▶ _Task 1_: From the coronavirus passage below, quote the words starting with "Do plasma donations" and going on through "an antibody test?".
▶ _Task 2_: Write what comes next in the coronavirus passage below, picking up after its last sentence.

▶ _Study text_:
Content starts
Do plasma donations work?

There have been efforts to collect convalescent plasma from patients who had coronavirus but have since recovered. The belief is that the antibodies the patient has built up in response to having coronavirus can be passed to a current coronavirus patient via transfusion, giving that new patient the necessary antibodies to battle the infection.

Like many other aspects of coronavirus treatment, though, it’s still unknown if this treatment works. Dr. Kadkhoda points to a study out of China that found plasma treatment didn’t significantly improve recovery time for patients. (It should be noted that study was terminated early because the containment of the virus in China at the time resulted in not enough new cases for the study to continue.)

Should you get an antibody test?

With the rise of antibody tests has come more curiosity from people wondering if perhaps they had the virus and were simply asymptomatic. A simple antibody test, the thinking goes, would tell them whether or not they were positive in the recent past.
Content ends
▶ _Information shown_:
Content starts
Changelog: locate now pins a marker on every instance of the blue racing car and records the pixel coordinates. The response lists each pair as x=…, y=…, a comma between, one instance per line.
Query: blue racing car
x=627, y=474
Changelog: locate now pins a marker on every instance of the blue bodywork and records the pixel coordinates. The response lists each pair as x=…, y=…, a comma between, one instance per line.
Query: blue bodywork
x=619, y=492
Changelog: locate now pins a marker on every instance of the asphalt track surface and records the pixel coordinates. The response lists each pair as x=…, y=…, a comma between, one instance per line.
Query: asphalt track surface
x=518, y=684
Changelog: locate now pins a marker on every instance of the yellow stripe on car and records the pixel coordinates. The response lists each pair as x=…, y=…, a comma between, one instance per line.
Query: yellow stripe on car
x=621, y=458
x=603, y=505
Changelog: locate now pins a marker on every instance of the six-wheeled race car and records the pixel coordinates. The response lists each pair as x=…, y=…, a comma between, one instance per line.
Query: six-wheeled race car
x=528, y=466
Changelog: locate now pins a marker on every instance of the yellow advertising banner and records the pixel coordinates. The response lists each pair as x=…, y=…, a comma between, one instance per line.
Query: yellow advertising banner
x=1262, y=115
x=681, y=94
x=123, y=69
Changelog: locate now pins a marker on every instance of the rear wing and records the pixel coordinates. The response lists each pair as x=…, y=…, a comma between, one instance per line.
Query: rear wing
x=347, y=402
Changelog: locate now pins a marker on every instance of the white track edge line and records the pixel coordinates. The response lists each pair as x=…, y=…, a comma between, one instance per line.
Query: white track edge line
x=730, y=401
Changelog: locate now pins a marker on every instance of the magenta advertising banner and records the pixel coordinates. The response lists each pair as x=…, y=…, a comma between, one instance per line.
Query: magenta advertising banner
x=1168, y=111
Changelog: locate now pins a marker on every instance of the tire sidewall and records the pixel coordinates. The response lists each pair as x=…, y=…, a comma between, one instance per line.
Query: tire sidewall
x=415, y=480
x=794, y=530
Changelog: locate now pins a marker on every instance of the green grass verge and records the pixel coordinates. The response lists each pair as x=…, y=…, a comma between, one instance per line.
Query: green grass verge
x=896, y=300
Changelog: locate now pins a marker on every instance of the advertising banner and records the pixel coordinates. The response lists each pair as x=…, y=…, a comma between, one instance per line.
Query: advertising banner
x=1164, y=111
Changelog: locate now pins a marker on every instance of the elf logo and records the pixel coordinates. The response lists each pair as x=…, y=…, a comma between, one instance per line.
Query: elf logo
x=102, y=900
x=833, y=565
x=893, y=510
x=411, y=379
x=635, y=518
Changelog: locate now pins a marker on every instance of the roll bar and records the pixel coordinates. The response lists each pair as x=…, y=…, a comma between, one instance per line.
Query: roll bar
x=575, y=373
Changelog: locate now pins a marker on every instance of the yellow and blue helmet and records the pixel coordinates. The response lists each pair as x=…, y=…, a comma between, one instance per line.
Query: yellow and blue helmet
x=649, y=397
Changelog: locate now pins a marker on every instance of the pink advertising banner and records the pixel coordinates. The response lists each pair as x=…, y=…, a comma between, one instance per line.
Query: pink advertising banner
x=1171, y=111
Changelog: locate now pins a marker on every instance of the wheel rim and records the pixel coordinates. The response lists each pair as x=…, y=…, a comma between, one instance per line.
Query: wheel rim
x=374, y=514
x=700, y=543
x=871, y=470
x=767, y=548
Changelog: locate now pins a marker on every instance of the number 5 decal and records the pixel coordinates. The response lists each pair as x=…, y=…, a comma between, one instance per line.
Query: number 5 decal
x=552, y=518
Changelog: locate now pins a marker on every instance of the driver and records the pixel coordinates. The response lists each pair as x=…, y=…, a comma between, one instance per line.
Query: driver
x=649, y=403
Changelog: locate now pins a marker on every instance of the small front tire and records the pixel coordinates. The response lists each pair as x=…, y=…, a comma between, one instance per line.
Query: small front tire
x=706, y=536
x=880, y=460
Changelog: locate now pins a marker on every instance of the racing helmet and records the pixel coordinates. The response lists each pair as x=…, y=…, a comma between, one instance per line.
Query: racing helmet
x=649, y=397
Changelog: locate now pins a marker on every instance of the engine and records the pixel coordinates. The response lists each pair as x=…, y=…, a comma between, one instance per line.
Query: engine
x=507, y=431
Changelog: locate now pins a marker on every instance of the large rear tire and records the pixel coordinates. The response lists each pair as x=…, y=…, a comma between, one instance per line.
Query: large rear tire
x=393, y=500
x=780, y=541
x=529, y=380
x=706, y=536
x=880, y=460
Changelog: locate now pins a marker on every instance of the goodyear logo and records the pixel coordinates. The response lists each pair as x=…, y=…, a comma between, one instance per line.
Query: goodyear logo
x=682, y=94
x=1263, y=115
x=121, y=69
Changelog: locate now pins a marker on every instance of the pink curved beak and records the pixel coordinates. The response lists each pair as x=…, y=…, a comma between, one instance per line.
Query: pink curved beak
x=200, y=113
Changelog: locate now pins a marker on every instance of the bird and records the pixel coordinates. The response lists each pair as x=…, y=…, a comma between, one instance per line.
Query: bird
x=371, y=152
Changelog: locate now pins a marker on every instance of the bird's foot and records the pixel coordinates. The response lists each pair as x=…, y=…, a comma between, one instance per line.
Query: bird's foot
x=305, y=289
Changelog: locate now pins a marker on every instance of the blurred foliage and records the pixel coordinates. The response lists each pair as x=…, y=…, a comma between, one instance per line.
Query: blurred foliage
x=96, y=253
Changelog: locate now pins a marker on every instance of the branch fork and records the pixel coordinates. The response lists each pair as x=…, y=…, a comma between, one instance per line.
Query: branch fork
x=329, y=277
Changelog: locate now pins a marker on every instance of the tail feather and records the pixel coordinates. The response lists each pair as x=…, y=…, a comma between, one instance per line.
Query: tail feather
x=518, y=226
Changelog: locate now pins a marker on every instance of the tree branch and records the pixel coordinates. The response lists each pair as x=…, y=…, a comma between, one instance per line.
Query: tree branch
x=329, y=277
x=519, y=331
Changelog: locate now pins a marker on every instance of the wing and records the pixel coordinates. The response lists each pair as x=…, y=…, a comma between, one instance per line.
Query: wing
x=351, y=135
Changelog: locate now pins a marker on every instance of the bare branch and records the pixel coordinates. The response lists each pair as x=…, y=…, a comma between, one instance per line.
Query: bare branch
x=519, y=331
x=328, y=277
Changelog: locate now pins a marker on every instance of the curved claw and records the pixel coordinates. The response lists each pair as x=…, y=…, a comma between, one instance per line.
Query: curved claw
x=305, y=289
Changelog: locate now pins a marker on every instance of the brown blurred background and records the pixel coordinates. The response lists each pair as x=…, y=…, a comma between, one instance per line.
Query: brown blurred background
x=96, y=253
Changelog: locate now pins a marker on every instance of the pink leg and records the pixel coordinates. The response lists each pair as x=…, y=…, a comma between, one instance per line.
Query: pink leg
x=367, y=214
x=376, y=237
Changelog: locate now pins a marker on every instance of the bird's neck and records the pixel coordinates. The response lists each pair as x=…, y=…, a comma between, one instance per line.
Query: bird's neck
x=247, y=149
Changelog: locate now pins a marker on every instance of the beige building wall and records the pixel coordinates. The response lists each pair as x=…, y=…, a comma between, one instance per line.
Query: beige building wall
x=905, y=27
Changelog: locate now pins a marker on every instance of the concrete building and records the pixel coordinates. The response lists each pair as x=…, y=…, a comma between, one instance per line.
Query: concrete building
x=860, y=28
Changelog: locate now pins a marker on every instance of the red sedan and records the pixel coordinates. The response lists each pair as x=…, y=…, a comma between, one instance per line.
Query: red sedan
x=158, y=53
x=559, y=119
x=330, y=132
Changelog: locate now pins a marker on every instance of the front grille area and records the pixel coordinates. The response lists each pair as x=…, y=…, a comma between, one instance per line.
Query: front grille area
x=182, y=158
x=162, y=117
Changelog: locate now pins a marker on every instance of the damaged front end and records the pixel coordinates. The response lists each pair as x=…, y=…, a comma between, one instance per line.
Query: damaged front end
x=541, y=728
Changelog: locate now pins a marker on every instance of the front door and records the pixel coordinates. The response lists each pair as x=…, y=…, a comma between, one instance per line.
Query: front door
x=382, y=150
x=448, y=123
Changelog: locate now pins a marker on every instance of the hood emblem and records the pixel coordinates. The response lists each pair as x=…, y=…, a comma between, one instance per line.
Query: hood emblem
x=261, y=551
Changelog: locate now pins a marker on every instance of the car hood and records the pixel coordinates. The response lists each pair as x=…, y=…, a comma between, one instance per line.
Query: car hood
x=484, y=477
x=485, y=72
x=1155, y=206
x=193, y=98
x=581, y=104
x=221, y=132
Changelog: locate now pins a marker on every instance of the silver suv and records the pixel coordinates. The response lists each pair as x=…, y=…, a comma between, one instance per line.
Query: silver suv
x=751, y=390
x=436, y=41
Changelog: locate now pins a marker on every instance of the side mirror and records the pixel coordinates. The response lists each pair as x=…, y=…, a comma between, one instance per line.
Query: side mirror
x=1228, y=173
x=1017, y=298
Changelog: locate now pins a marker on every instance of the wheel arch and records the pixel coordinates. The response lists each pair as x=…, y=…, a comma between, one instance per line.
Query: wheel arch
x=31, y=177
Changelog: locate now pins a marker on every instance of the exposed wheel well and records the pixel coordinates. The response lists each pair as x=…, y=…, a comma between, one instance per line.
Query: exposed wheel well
Content ends
▶ _Task response 1_:
Do plasma donations work?

There have been efforts to collect convalescent plasma from patients who had coronavirus but have since recovered. The belief is that the antibodies the patient has built up in response to having coronavirus can be passed to a current coronavirus patient via transfusion, giving that new patient the necessary antibodies to battle the infection.

Like many other aspects of coronavirus treatment, though, it’s still unknown if this treatment works. Dr. Kadkhoda points to a study out of China that found plasma treatment didn’t significantly improve recovery time for patients. (It should be noted that study was terminated early because the containment of the virus in China at the time resulted in not enough new cases for the study to continue.)

Should you get an antibody test?

▶ _Task response 2_:
But there’s little point in taking an antibody test as without more information — exactly when you contracted the virus, for instance — there’s little to be gained.

Additionally, as already noted, the idea of immunity if you’ve had it is very much in question. And the rate of false positives is high enough to cast serious doubts on any result you would get, seemingly making the result moot. “It doesn’t tell us anything,” Dr. Kadkhoda points out. “Either way, positive or negative, that result would be difficult to interpret.”

There’s one more consequence of a rush to have antibody testing, too, that Dr. Kadkhoda is concerned about. “Too many labs using equipment for these antibody tests might create a shortage of products that are needed for blood testing for other reasons, meaning other patients could suffer.”